Extrait
--
La commande était simple: Andrée Chedid. Les filles du blogoclub voulaient saluer le départ de la grande dame de la littérature française dont on a plus entendu parler dans les dernières années par la lignée des fils (Louis et Mathieu) que pour son oeuvre à elle.
J'aurais pu prendre n'importe quoi dans sa production impressionnante (poésie, récit, théâtre, roman, etc.). Elle a fait de tout et de façon abondante. Mais devant les quelques ouvrages que me tendait ce libraire d'occasion près du Cinéma Beaubien, un seul pouvait trouver grâce à mes yeux.
L'autre
Je lis tous les livres qui s'intitulent L'autre. Ou quelque chose de ressemblant. C'est que l'altérité est l'un des sujets qui me fascinent le plus et depuis longtemps.
Dans le "récit de ma vie", je fais apparaître ça vers dix ans. C'était au moment de la folie Jamais sans ma fille. Au moment où des gens qui m'avaient appris à respecter la différence disaient des phrases énormes qui commençaient pas "Les Arabes..." (c'était pas des Arabes puisque c'était en Iran, mais là faudrait pas trop en demander!). Devant ce qui m'apparaissait confusément comme des généralités haineuses (et douteuses), j'ai compris que c'était dans les yeux de l'Autre qu'on apprend à être Soi. Et que parfois, cracher sur l'Autre donne l'impression d'avoir un Soi un peu plus grandiose. Bon, je n'exprimais pas ça comme ça, mais l'intuition était assez prégnante pour que j'en garde des traces aujourd'hui.
Donc, comme je lis tout ce qui s'appelle L'autre, j'ai fait de même pour Andrée Chedid.
Un vieil homme (Simm) traverse sa petite ville un matin de beau temps. Où sommes-nous? Quelque part sur le pourtour de la Méditerranée, sans doute, mais il est impossible d'être plus précis. À la fenêtre d'un hôtel, il aperçoit un jeune homme qui lui sourit et lui fait signe. Cette rencontre, pour le vieil homme, semble une porte ouverte vers l'ailleurs, vers une certaine légèreté. C'est le regard de l'Autre, sur lui et sur son environnement, qui lui permet ce sentiment d'exister, sentiment d'une rare intensité.
--
Tâches
- 1) Répondez à ces questions sur l'extrait :
(a) Près de quel cinéma se trouvait le libraire d'occasion ?
(b) Vers quel âge apparaît l'intérêt pour l'altérité dans le « récit de ma vie » ?
(c) Comment s'appelle le vieil homme qui traverse sa petite ville ?
- 2) Recopiez le passage de l'extrait qui va de « La commande était » jusqu'à « oeuvre à elle. ».
Les lignes qui suivent ne servent à rien dans ce travail.
--
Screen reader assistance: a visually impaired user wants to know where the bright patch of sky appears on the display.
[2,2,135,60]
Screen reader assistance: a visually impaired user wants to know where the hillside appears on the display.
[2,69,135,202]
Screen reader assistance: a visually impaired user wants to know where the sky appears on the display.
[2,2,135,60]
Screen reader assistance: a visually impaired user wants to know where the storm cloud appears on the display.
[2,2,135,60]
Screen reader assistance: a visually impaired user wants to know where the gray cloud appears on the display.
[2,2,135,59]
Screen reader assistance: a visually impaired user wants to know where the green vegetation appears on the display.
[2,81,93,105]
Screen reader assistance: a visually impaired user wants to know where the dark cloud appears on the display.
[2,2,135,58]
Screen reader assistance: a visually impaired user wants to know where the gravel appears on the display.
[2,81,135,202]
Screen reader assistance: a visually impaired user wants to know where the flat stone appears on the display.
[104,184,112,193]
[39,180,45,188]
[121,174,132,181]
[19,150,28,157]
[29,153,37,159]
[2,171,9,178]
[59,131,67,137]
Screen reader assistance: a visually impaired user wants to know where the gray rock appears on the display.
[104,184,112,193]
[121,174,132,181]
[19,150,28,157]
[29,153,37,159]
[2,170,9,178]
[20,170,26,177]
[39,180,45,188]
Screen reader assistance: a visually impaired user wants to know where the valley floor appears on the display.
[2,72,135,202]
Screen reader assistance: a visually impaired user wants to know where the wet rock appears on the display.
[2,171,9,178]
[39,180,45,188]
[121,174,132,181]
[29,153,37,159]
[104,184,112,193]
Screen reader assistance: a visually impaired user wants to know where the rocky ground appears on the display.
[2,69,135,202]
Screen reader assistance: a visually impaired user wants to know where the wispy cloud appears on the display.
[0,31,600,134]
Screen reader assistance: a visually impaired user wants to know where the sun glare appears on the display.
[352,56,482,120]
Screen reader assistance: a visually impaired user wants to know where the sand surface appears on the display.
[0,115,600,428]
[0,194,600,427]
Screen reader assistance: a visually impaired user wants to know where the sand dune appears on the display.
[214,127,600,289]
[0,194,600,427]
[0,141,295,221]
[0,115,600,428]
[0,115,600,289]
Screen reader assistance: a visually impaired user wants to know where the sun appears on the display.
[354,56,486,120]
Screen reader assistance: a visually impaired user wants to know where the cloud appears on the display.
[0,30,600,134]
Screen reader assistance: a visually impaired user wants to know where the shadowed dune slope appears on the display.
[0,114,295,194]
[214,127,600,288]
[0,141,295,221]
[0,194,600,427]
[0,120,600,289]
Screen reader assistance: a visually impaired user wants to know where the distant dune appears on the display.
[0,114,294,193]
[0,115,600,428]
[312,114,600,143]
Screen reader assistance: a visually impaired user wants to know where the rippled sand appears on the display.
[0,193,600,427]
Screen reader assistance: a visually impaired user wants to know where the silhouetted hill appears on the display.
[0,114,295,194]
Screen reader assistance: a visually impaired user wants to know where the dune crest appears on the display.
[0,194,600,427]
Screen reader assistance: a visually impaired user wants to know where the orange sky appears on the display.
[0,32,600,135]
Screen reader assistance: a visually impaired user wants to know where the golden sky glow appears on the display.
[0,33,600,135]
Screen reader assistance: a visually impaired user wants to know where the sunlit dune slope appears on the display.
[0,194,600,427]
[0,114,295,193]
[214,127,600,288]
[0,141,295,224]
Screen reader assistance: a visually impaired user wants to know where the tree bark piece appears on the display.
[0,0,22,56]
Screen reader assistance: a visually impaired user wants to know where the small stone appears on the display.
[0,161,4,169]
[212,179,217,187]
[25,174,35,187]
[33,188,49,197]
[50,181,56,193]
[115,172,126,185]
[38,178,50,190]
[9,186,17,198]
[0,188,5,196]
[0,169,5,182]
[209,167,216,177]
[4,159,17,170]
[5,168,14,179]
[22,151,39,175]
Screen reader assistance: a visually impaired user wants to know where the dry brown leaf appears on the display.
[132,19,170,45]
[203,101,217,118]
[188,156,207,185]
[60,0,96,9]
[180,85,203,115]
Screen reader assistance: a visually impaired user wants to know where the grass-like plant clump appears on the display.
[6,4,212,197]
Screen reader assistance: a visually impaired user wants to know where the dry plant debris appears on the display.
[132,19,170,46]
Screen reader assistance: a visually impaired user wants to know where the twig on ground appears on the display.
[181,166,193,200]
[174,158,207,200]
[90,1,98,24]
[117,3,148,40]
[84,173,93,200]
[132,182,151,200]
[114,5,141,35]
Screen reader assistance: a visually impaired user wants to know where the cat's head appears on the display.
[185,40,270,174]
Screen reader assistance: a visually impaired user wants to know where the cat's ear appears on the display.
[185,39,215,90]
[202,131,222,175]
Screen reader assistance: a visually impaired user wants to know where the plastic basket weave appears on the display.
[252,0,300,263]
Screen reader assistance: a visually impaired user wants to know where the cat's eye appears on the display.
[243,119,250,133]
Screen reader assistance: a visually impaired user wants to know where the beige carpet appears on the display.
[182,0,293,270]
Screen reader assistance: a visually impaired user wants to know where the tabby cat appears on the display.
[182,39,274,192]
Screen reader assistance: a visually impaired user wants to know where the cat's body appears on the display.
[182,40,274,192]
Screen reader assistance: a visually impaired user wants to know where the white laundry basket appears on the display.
--
Réponses
- 1)
(a) Près du Cinéma Beaubien.
(b) Vers dix ans.
(c) Simm.

- 2)
La commande était simple: Andrée Chedid. Les filles du blogoclub voulaient saluer le départ de la grande dame de la littérature française dont on a plus entendu parler dans les dernières années par la lignée des fils (Louis et Mathieu) que pour son oeuvre à elle.